**EXERCISE TASK**
Can you copy out the items below word for word, starting at the line containing "Note to the class: point out the camouflage" and ending at the line containing "<point>288,1293</point>", with both of those lines included?

#####

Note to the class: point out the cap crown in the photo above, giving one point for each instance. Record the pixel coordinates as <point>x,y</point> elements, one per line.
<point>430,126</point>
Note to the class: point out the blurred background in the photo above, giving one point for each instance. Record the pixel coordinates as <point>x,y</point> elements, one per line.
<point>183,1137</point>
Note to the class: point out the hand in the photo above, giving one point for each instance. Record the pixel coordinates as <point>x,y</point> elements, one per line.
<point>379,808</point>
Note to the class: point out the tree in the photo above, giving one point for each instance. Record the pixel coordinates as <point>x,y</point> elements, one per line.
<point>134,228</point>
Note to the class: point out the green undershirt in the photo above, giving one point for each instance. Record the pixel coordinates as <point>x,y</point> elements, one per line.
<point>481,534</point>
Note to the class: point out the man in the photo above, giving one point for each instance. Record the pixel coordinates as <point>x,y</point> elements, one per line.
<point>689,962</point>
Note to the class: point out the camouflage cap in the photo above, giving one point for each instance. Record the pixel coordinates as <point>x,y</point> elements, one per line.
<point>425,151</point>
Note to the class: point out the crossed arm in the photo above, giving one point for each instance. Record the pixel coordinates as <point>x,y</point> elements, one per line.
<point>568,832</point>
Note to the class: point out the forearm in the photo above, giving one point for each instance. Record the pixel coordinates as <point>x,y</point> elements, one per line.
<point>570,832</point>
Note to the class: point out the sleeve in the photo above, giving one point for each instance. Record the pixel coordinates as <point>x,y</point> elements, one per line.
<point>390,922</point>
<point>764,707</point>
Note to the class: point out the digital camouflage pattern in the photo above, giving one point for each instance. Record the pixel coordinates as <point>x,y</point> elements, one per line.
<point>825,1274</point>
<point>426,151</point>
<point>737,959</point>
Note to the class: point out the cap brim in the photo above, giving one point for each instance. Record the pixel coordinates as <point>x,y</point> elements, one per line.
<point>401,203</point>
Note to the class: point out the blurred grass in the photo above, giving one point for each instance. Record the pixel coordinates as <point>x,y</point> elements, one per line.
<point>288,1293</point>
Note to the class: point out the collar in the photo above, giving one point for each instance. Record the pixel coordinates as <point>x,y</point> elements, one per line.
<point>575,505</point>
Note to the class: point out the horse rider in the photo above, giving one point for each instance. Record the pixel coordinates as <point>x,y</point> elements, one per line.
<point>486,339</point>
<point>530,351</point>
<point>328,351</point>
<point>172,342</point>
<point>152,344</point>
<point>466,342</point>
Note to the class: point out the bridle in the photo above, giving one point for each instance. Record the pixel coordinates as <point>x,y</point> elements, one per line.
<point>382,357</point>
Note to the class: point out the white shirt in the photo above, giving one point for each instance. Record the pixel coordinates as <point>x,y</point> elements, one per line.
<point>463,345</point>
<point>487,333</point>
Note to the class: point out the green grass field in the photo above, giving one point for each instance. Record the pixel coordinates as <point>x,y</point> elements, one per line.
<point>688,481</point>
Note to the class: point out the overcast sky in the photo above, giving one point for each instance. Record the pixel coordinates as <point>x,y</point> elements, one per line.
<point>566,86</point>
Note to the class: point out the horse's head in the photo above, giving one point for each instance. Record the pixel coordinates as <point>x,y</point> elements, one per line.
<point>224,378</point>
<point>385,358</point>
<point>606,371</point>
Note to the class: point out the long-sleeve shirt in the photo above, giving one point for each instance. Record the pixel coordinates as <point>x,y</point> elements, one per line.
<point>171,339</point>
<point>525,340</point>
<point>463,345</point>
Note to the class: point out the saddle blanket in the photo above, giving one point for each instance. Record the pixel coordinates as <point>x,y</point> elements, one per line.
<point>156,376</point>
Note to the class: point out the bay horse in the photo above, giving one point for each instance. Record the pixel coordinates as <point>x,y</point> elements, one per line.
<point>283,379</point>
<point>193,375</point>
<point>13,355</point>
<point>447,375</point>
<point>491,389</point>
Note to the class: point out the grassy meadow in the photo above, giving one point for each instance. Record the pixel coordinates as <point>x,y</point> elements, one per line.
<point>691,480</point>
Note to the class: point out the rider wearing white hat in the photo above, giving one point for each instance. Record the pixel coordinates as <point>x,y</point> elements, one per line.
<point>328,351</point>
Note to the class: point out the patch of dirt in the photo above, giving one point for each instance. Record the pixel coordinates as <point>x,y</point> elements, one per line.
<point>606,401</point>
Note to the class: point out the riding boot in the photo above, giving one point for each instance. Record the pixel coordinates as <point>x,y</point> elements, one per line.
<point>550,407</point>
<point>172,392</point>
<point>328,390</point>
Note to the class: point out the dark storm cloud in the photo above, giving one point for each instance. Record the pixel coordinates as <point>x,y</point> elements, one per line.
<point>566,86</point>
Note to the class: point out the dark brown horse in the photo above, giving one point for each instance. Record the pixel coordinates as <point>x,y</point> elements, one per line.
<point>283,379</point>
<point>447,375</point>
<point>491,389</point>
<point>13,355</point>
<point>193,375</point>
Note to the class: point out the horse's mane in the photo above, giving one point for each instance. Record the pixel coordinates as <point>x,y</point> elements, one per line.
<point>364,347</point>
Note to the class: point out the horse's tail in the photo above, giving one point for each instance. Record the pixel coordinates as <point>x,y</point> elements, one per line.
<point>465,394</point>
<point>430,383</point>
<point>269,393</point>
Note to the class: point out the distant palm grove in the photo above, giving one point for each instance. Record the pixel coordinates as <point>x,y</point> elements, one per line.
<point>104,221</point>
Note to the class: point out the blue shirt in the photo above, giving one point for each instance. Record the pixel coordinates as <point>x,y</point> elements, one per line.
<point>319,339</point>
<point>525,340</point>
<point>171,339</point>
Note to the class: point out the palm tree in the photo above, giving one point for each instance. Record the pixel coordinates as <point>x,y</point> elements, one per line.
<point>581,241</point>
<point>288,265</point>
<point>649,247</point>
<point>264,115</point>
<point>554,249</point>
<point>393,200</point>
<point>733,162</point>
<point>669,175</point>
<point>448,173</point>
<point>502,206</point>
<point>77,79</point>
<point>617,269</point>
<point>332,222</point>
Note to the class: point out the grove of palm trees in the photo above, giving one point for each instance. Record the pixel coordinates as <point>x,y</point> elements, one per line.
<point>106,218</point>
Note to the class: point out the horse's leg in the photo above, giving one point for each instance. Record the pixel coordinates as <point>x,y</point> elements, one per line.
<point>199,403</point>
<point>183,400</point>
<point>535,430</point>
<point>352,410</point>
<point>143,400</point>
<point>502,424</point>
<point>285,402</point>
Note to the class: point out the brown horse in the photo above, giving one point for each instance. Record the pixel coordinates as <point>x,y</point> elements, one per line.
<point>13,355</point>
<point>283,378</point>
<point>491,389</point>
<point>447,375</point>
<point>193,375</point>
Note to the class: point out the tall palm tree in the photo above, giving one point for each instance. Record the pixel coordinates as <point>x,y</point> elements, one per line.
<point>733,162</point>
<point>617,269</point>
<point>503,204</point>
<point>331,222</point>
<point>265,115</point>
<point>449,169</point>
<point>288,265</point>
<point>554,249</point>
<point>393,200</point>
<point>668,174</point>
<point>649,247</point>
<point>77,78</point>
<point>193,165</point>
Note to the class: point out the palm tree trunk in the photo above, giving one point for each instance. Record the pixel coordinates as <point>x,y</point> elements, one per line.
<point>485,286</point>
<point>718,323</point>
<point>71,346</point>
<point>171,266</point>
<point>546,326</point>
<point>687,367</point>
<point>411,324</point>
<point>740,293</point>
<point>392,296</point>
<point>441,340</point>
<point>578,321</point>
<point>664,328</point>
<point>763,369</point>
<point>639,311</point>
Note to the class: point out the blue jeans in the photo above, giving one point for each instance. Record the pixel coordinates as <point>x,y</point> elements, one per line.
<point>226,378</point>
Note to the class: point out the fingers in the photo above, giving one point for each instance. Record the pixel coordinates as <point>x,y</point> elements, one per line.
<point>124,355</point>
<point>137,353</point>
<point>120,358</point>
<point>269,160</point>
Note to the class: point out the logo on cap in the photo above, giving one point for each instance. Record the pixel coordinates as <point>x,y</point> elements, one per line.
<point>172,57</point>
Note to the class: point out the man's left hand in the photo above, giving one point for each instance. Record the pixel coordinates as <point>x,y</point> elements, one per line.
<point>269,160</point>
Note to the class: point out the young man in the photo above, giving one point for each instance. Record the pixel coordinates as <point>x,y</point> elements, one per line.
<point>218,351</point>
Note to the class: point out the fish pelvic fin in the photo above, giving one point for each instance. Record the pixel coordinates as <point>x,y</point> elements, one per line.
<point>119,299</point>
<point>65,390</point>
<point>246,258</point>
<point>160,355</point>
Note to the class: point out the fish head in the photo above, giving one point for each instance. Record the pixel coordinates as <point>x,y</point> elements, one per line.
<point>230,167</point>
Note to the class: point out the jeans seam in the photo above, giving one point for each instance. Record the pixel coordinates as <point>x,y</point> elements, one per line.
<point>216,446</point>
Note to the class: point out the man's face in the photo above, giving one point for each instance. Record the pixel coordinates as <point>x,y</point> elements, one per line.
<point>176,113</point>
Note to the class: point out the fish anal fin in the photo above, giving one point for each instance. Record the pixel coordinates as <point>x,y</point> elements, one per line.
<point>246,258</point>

#####

**RESPONSE**
Note to the class: point out the camouflage cap in the photo above, giving one point for each instance. Record the pixel coordinates as <point>x,y</point> elements, one per line.
<point>425,151</point>
Note to the class: point out the crossed arm in the photo above, giving one point for each instance. Record the pixel coordinates as <point>x,y</point> elements, one per line.
<point>568,832</point>
Note to the class: point out the forearm in the photo above, giving one point for each instance. Record the pixel coordinates as <point>x,y</point> elements, one per line.
<point>570,832</point>
Note to the class: point out the sleeve in the photo above, giving one point for each instance. Record the pixel coordinates as <point>x,y</point> elements, one per line.
<point>390,922</point>
<point>764,707</point>
Note to the class: point out the digital camouflage pattern in the photo above, giving one point for each instance. Record the pixel coordinates as <point>x,y</point> elements, one per line.
<point>825,1274</point>
<point>426,151</point>
<point>737,959</point>
Note to the class: point out the cap brim in the photo above, giving one point for each instance. Record the pixel coordinates as <point>x,y</point> elements, one per line.
<point>401,203</point>
Note to the class: point out the blurred grass in the photo above, giving one point for each instance. Record the pixel coordinates as <point>x,y</point> elements, one per line.
<point>288,1293</point>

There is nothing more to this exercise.